[Dataset entries]
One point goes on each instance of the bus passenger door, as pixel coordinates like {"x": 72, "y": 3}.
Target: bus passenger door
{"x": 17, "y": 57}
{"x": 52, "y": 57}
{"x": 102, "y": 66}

THE EXERCISE
Rewrite every line of the entries above, requests included, multiplying each pixel coordinate in the answers by 0.75 and rounding to the nearest whole number, with halves rounded up. Leave the numbers in the requests and their format samples unchanged.

SOLUTION FOR THIS PROBLEM
One point goes on each instance of the bus passenger door, as pixel coordinates like {"x": 72, "y": 3}.
Target: bus passenger door
{"x": 13, "y": 43}
{"x": 39, "y": 43}
{"x": 77, "y": 50}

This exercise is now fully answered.